=== Section Start ===

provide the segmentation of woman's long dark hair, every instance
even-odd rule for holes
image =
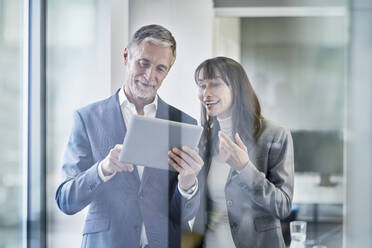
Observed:
[[[203,73],[200,73],[203,72]],[[239,133],[243,141],[256,142],[262,127],[261,107],[244,68],[235,60],[216,57],[205,60],[195,70],[195,82],[220,77],[232,89],[233,134]],[[200,143],[202,154],[209,159],[217,151],[218,131],[216,117],[208,117],[201,105],[201,124],[204,128]]]

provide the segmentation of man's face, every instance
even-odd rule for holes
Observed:
[[[137,101],[151,101],[167,76],[173,53],[170,47],[141,42],[124,51],[125,89]]]

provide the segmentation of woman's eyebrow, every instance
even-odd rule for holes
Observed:
[[[198,79],[198,82],[205,82],[205,81],[207,81],[207,80],[212,80],[212,81],[214,81],[214,80],[217,80],[217,79],[221,79],[222,81],[223,81],[223,78],[222,77],[220,77],[220,76],[216,76],[216,77],[209,77],[209,78],[199,78]]]

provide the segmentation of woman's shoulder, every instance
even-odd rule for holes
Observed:
[[[259,135],[259,139],[278,141],[283,138],[287,138],[290,135],[290,130],[278,123],[270,121],[266,118],[262,119],[262,127]]]

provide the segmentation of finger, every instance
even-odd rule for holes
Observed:
[[[220,144],[218,146],[218,149],[219,149],[221,155],[226,154],[226,148],[225,148],[225,145],[223,143],[224,143],[223,141],[220,141]]]
[[[134,167],[132,164],[122,163],[119,160],[112,159],[111,162],[116,168],[116,171],[130,171],[132,172],[134,170]]]
[[[110,156],[119,159],[120,157],[120,151],[114,149],[110,152]]]
[[[190,165],[182,158],[182,152],[178,148],[173,148],[168,152],[168,155],[177,163],[178,166],[185,170],[190,170]]]
[[[121,171],[121,169],[118,165],[118,161],[116,161],[113,158],[109,158],[109,163],[110,163],[110,167],[112,168],[113,171]]]
[[[196,148],[195,150],[189,146],[183,146],[182,149],[187,152],[192,159],[194,159],[197,163],[203,164],[204,161],[199,155],[199,150]]]
[[[232,140],[230,139],[230,137],[227,136],[227,134],[225,134],[224,132],[219,131],[219,132],[218,132],[218,136],[220,137],[220,139],[226,141],[226,143],[228,143],[229,145],[231,145],[231,146],[236,145],[236,144],[234,143],[234,141],[232,141]]]
[[[120,151],[118,150],[118,148],[116,146],[110,150],[109,156],[119,160]]]
[[[225,147],[220,147],[220,156],[222,157],[222,159],[227,161],[229,158],[229,155],[230,155],[230,152],[226,150]]]
[[[225,150],[234,152],[234,147],[230,145],[226,140],[222,139],[220,140],[220,146],[223,147]]]
[[[225,133],[221,132],[221,140],[225,142],[226,144],[226,149],[229,149],[232,153],[235,153],[237,150],[243,149],[246,151],[244,148],[241,148],[239,145],[237,145],[230,137],[228,137]]]
[[[236,140],[236,143],[238,144],[238,146],[240,148],[242,148],[244,151],[247,150],[247,147],[244,145],[242,139],[240,138],[239,134],[238,133],[235,133],[235,140]]]
[[[183,169],[180,167],[172,158],[168,158],[168,163],[178,172],[180,173]]]
[[[123,145],[122,144],[116,144],[115,146],[114,146],[114,150],[115,151],[118,151],[118,152],[121,152],[121,149],[123,148]]]
[[[193,152],[193,154],[189,154],[189,153],[187,153],[183,150],[180,150],[178,148],[173,148],[172,150],[176,153],[176,155],[180,159],[182,159],[185,162],[185,163],[181,164],[181,166],[185,170],[191,170],[193,173],[199,173],[199,171],[201,170],[201,167],[202,167],[202,164],[201,164],[202,161],[198,162],[198,161],[196,161],[197,159],[193,158],[193,156],[198,156],[195,151],[193,151],[191,148],[189,148],[189,151],[191,150],[190,152]]]
[[[132,164],[127,164],[127,163],[122,163],[119,161],[119,167],[123,170],[123,171],[130,171],[132,172],[134,170],[134,167]]]

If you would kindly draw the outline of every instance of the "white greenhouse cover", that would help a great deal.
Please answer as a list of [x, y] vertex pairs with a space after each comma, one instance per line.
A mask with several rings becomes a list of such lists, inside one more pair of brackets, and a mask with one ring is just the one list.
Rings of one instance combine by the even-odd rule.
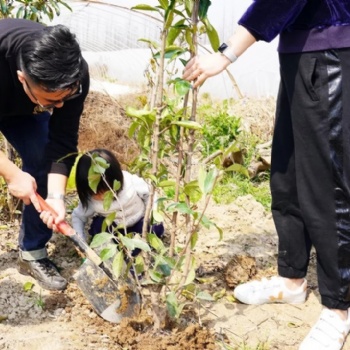
[[[152, 12], [130, 11], [137, 4], [158, 5], [155, 0], [104, 0], [103, 2], [71, 1], [67, 3], [73, 12], [61, 7], [62, 13], [52, 24], [62, 23], [71, 28], [81, 44], [83, 55], [89, 63], [93, 80], [101, 84], [101, 77], [108, 77], [103, 88], [113, 84], [144, 85], [150, 51], [140, 38], [159, 40], [161, 23]], [[250, 0], [212, 0], [208, 17], [217, 29], [221, 41], [227, 40], [235, 30], [237, 21], [250, 5]], [[210, 50], [208, 41], [201, 42]], [[229, 67], [241, 93], [248, 97], [276, 96], [279, 84], [277, 39], [272, 43], [258, 42], [249, 48]], [[205, 54], [200, 49], [200, 54]], [[182, 67], [179, 67], [181, 76]], [[216, 98], [237, 98], [226, 72], [209, 78], [201, 87]]]

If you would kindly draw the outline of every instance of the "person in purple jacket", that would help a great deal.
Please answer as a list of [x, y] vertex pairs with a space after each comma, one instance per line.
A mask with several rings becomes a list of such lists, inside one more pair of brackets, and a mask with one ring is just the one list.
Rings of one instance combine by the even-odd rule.
[[350, 330], [350, 1], [255, 0], [219, 52], [183, 78], [199, 87], [279, 35], [271, 194], [278, 276], [236, 287], [245, 304], [303, 303], [312, 247], [323, 309], [299, 350], [339, 350]]
[[[64, 194], [78, 145], [89, 71], [78, 41], [63, 25], [0, 20], [0, 132], [22, 159], [18, 167], [0, 152], [0, 176], [24, 202], [19, 272], [45, 289], [67, 281], [47, 257], [46, 245], [65, 217]], [[58, 214], [40, 212], [36, 192]], [[44, 222], [43, 222], [43, 221]]]

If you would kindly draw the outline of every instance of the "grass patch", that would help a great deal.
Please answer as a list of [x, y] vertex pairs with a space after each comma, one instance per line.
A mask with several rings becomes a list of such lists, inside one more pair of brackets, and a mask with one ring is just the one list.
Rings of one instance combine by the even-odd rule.
[[213, 200], [217, 204], [229, 204], [237, 197], [252, 195], [266, 210], [271, 208], [269, 174], [257, 179], [248, 179], [239, 174], [226, 174], [213, 191]]

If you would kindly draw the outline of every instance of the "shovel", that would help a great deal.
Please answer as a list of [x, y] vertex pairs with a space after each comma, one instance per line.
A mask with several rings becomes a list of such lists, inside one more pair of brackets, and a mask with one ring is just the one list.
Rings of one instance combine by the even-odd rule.
[[[37, 198], [41, 210], [50, 212], [56, 218], [55, 210], [39, 194]], [[57, 228], [74, 243], [78, 252], [86, 258], [75, 273], [74, 279], [95, 312], [106, 321], [113, 323], [120, 323], [123, 318], [138, 314], [141, 310], [141, 297], [131, 281], [128, 280], [123, 285], [114, 281], [112, 273], [101, 258], [67, 221], [59, 223]]]

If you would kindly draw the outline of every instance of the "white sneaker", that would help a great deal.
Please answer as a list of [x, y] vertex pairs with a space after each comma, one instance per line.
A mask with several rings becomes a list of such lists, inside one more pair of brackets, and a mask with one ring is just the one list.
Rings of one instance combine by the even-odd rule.
[[233, 295], [244, 304], [260, 305], [266, 303], [302, 304], [306, 299], [307, 282], [296, 290], [289, 290], [283, 278], [275, 276], [261, 281], [247, 282], [238, 285]]
[[299, 350], [340, 350], [350, 331], [350, 312], [343, 321], [332, 310], [323, 309], [321, 316], [301, 343]]

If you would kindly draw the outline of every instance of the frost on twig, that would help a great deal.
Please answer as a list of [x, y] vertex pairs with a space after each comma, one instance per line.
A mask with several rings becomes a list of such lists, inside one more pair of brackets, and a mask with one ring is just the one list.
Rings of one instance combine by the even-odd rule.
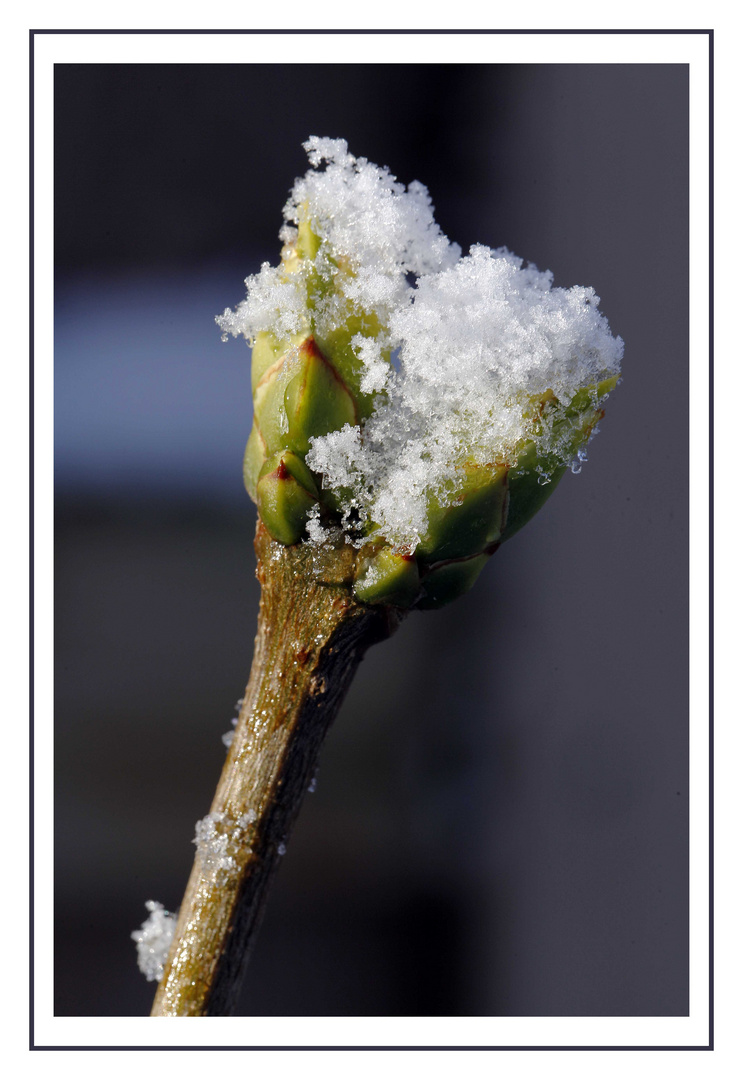
[[247, 811], [239, 818], [217, 812], [207, 814], [196, 822], [194, 844], [206, 871], [237, 868], [240, 852], [249, 853], [247, 833], [256, 820], [255, 810]]

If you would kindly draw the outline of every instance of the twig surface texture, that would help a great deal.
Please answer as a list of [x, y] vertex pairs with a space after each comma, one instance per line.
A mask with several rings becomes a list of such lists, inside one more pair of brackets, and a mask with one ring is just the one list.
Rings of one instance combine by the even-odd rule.
[[353, 547], [276, 543], [258, 525], [261, 583], [250, 681], [152, 1016], [235, 1006], [273, 874], [328, 727], [369, 647], [397, 617], [354, 600]]

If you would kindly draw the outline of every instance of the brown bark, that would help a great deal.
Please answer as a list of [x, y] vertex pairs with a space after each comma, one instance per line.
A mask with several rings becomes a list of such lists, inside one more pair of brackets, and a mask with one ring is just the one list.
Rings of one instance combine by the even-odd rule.
[[152, 1016], [230, 1015], [268, 888], [364, 652], [399, 614], [354, 600], [355, 550], [284, 547], [260, 524], [250, 681]]

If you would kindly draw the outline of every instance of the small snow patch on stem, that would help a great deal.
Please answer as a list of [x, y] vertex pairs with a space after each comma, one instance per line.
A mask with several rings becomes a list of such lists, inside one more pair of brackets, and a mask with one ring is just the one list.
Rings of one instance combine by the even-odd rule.
[[196, 845], [202, 865], [207, 871], [237, 869], [237, 857], [241, 850], [250, 851], [247, 830], [256, 820], [255, 810], [248, 810], [239, 818], [216, 812], [207, 814], [196, 822]]
[[[237, 708], [239, 708], [240, 705], [242, 705], [242, 701], [238, 702]], [[240, 717], [236, 716], [234, 717], [234, 719], [230, 720], [230, 723], [232, 724], [232, 731], [225, 731], [224, 735], [222, 736], [222, 742], [228, 750], [232, 746], [232, 740], [235, 738], [235, 728], [237, 727], [239, 719]]]
[[156, 900], [148, 900], [149, 915], [139, 930], [133, 930], [137, 943], [137, 966], [148, 982], [160, 982], [175, 932], [176, 916]]

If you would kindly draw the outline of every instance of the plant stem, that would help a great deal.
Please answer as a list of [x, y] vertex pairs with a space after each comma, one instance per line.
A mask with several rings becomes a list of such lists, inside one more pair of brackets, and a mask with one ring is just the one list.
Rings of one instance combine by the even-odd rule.
[[198, 845], [152, 1016], [230, 1015], [323, 738], [364, 655], [400, 615], [358, 603], [348, 544], [284, 547], [258, 523], [250, 681]]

=== Section End ===

Directions for this task – Search the records for the string "provide" and report each line that has it.

Response area –
provide the segmentation of woman's long dark hair, every instance
provide the segmentation of man's face, every instance
provide the segmentation of woman's eyebrow, every instance
provide the segmentation of woman's shoulder, every instance
provide the segmentation of finger, every instance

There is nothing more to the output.